## Work to complete:
A word-for-word copy of every entry below is required; the images do not belong in it.

*** Opening Records supplied ***

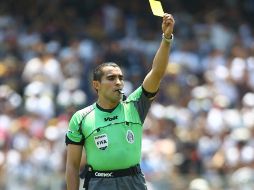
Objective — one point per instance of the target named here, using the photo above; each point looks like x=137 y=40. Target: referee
x=110 y=130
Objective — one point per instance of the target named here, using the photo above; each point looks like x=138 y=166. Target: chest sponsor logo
x=130 y=136
x=101 y=141
x=111 y=118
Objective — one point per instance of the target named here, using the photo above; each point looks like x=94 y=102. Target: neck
x=107 y=105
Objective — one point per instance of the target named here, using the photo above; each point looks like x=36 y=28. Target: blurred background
x=199 y=132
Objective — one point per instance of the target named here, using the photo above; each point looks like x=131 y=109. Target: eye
x=111 y=78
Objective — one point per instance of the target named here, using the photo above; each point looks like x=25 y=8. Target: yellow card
x=156 y=8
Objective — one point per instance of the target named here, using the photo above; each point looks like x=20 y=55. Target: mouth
x=120 y=91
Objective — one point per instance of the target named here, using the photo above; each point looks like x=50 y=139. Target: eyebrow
x=112 y=75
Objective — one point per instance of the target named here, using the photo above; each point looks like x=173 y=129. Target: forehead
x=110 y=70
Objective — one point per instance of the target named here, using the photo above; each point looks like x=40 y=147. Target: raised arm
x=152 y=80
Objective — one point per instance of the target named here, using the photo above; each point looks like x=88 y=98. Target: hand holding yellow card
x=156 y=8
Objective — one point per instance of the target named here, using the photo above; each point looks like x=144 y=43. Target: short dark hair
x=98 y=73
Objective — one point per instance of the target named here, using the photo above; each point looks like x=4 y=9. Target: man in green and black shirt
x=110 y=130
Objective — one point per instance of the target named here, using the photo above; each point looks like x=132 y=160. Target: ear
x=96 y=85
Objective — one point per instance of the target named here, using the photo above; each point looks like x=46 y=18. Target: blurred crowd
x=199 y=132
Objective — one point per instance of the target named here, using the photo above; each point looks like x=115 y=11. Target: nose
x=118 y=81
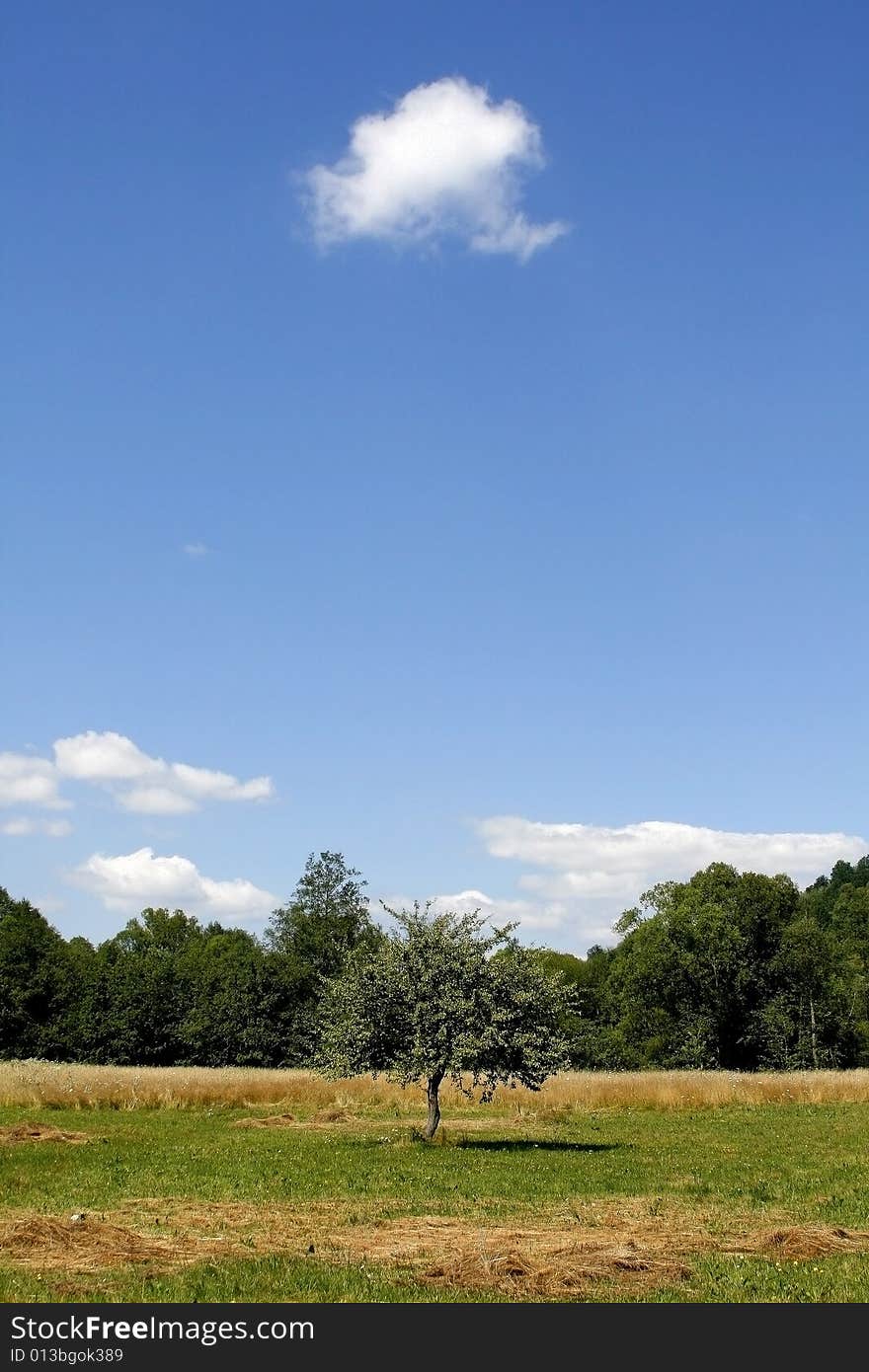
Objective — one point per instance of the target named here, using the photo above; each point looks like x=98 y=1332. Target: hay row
x=630 y=1244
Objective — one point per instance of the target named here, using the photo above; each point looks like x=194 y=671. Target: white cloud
x=592 y=873
x=133 y=881
x=445 y=161
x=21 y=827
x=155 y=800
x=168 y=788
x=109 y=756
x=29 y=781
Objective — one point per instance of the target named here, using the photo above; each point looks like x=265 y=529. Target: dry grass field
x=51 y=1084
x=180 y=1184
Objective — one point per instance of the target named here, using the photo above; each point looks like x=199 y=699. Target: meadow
x=232 y=1184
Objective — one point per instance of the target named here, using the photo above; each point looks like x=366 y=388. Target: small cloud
x=446 y=161
x=21 y=827
x=29 y=781
x=162 y=788
x=132 y=881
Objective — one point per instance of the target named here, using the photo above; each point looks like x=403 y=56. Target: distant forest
x=725 y=970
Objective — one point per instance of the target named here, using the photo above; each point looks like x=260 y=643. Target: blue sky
x=478 y=489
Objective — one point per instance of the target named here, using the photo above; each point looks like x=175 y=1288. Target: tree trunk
x=434 y=1107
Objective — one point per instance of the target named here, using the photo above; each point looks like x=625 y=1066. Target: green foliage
x=309 y=940
x=36 y=982
x=724 y=970
x=434 y=1001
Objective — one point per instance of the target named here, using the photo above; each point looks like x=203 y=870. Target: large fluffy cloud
x=29 y=781
x=144 y=784
x=588 y=873
x=445 y=159
x=132 y=881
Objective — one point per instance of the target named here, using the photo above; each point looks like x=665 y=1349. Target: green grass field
x=765 y=1202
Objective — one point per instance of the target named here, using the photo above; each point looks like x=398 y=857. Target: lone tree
x=439 y=999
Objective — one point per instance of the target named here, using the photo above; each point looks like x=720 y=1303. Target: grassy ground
x=338 y=1199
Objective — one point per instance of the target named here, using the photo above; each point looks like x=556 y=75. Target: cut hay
x=630 y=1241
x=266 y=1122
x=87 y=1245
x=29 y=1132
x=323 y=1119
x=812 y=1242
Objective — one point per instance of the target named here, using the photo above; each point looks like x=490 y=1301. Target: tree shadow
x=527 y=1144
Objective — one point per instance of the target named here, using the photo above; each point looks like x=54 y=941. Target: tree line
x=732 y=970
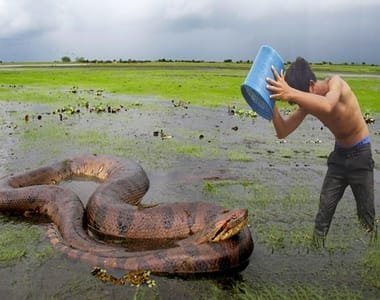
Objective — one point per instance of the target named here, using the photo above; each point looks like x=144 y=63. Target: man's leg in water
x=332 y=191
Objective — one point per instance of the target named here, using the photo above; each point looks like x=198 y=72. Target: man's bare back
x=350 y=163
x=345 y=120
x=331 y=101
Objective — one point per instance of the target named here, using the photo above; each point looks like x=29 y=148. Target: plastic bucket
x=254 y=87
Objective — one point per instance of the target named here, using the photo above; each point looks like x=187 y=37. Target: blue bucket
x=254 y=87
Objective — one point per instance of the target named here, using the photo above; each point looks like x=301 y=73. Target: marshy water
x=190 y=154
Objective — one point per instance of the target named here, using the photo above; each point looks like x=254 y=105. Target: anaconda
x=207 y=238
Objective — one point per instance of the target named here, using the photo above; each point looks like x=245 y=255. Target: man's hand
x=279 y=88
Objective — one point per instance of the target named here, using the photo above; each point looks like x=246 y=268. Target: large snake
x=206 y=238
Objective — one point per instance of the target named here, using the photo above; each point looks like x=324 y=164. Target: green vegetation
x=206 y=84
x=371 y=261
x=19 y=241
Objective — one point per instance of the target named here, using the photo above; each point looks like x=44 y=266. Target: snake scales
x=207 y=238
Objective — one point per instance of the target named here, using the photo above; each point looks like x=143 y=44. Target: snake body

*** Closing Records supplied ***

## Response box:
Objective — one point per instance of the target named here, using the photo above; each point looks like x=137 y=40. Target: referee
x=110 y=130
Objective — one point per instance of the target named here, using the photo above; each point looks like x=138 y=166. Target: chest sponsor logo
x=130 y=136
x=101 y=141
x=111 y=118
Objective — one point per instance of the target named here, using the photo above; each point looks like x=94 y=102. Target: neck
x=107 y=105
Objective — one point per instance of the target named here, using the photo above; each point looks like x=36 y=28. Target: blurred background
x=199 y=132
Objective — one point per instance of the target named here, using the photo above; each point looks like x=131 y=109. Target: eye
x=111 y=78
Objective — one point per instance of the target named here, using the photo above; each point looks like x=25 y=8. Target: yellow card
x=156 y=8
Objective — one point per instance of the target named here, using the photo above; each point looks like x=20 y=55. Target: mouth
x=120 y=91
Objective — one point per instance of the target named here, using the photo above; each point looks like x=50 y=139. Target: eyebrow
x=112 y=75
Objective — one point per instance of the target named here, using the photo above; each point looks like x=173 y=129. Target: forehead
x=110 y=70
Objective — one point per instance of the target named here, using the photo above; each point looks like x=40 y=147. Target: raised arm
x=152 y=80
Objective — one point per instance of the target named here, using the photo above; each point looks like x=88 y=98. Target: hand holding yellow card
x=156 y=8
Objective — one point per instance of the target named here, using the photo above; each point looks like x=144 y=43. Target: short dark hair
x=98 y=73
Objective — one point per instance of the target named here, using the photo above; each point looks like x=4 y=9. Target: man in green and black shirt
x=110 y=130
Objective — one point per instance of the target named here, using the photo above; each point looks like x=132 y=160. Target: ear
x=96 y=85
Objective — one point per instance of the target named here, using the photo above; each point looks like x=46 y=18. Target: blurred crowd
x=199 y=132
Objective — one point per instance of the target named here, using the photo above; each point looks like x=115 y=11. Target: nose
x=118 y=81
Objective — one point per instance of the target named here, using the photo above; each point looks like x=98 y=1332. Target: hay row
x=630 y=1244
Objective — one point per instance of the target named here, using the photo above; each point looks like x=194 y=671. Target: white cloud
x=592 y=873
x=133 y=881
x=445 y=161
x=21 y=827
x=155 y=800
x=168 y=788
x=109 y=756
x=29 y=781
Objective — one point per instance of the target named here, using the photo above; each point looks like x=265 y=529. Target: dry grass field
x=51 y=1084
x=180 y=1184
Objective — one point per instance of the target named here, using the photo above; each point looks like x=199 y=699. Target: meadow
x=232 y=1184
Objective — one point per instance of the target named here, using the photo above; each point looks like x=366 y=388. Target: small cloud
x=446 y=161
x=21 y=827
x=29 y=781
x=162 y=788
x=132 y=881
Objective — one point per instance of the target named here, using the photo above; each point looks like x=403 y=56. Target: distant forest
x=725 y=970
Objective — one point per instance of the target named here, using the photo above; each point looks like x=260 y=643. Target: blue sky
x=478 y=489
Objective — one point per instance of the target named here, using the photo above; each point looks like x=175 y=1288. Target: tree trunk
x=434 y=1107
Objective — one point per instance of the target named here, using the photo above; each point looks like x=625 y=1066. Target: green foliage
x=309 y=940
x=36 y=982
x=724 y=970
x=434 y=1001
Objective — one point per instance of the target named here, using the photo above; each point looks like x=203 y=870. Target: large fluffy cloud
x=29 y=781
x=144 y=784
x=588 y=873
x=445 y=159
x=132 y=881
Objective — one point per instance of the target named here, using the photo above; each point looks like x=665 y=1349. Target: green grass field
x=765 y=1202
Objective — one point per instance of the target named here, using the photo above; each point looks like x=398 y=857. Target: lone tree
x=439 y=999
Objective — one point per instance of the target named here, using the photo above; each point looks like x=720 y=1303. Target: grassy ground
x=338 y=1199
Objective — one point per instance of the target named here, using the photo above; each point looks like x=556 y=75. Target: cut hay
x=630 y=1241
x=266 y=1122
x=87 y=1245
x=29 y=1132
x=323 y=1119
x=812 y=1242
Objective — one point per instance of the target named here, using the photo above; each point looks like x=490 y=1301. Target: tree shadow
x=527 y=1144
Objective — one point per instance of the target named here, using the photo above; each point looks like x=54 y=941. Target: tree line
x=732 y=970
Objective — one point per instance of the target named here, using the photo above; each point looks like x=144 y=63. Target: man's leg in water
x=332 y=191
Objective — one point per instance of the target named here, using the photo above; each point looks like x=198 y=72. Target: man's bare back
x=350 y=163
x=345 y=120
x=331 y=101
Objective — one point per instance of the target named here, using the photo above; each point looks like x=29 y=148. Target: plastic bucket
x=254 y=87
Objective — one point per instance of the target named here, using the photo above; each point looks like x=187 y=37. Target: blue bucket
x=254 y=87
Objective — one point per instance of the target named here, using the photo above; each point looks like x=301 y=73. Target: marshy water
x=190 y=154
Objective — one point per instance of the target named here, using the photo above; each point looks like x=254 y=105. Target: anaconda
x=207 y=238
Objective — one point per instance of the target named here, using the photo above; each point looks like x=245 y=255. Target: man's hand
x=279 y=88
Objective — one point per instance of the target named here, using the photo above; each point looks like x=246 y=268. Target: large snake
x=206 y=238
Objective — one point per instance of the target named here, using the photo above; each point looks like x=324 y=164. Target: green vegetation
x=206 y=84
x=371 y=261
x=19 y=241
Objective — one point per instance of the target named here, using the photo above; each point looks like x=44 y=266. Target: snake scales
x=207 y=238
Objective — one point per instance of the target named here, using the photo above; each point looks like x=143 y=44. Target: snake body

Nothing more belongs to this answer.